#### [EXERCISE PROMPT]
Gather every line of the listing below that contains the string "column".

#### [DATASET CONTENT]
▬▬▬▬▬▬

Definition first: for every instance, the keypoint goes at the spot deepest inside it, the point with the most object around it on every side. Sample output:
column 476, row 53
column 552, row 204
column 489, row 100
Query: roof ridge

▬▬▬▬▬▬

#### [EXPECTED ANSWER]
column 476, row 53
column 552, row 204
column 489, row 100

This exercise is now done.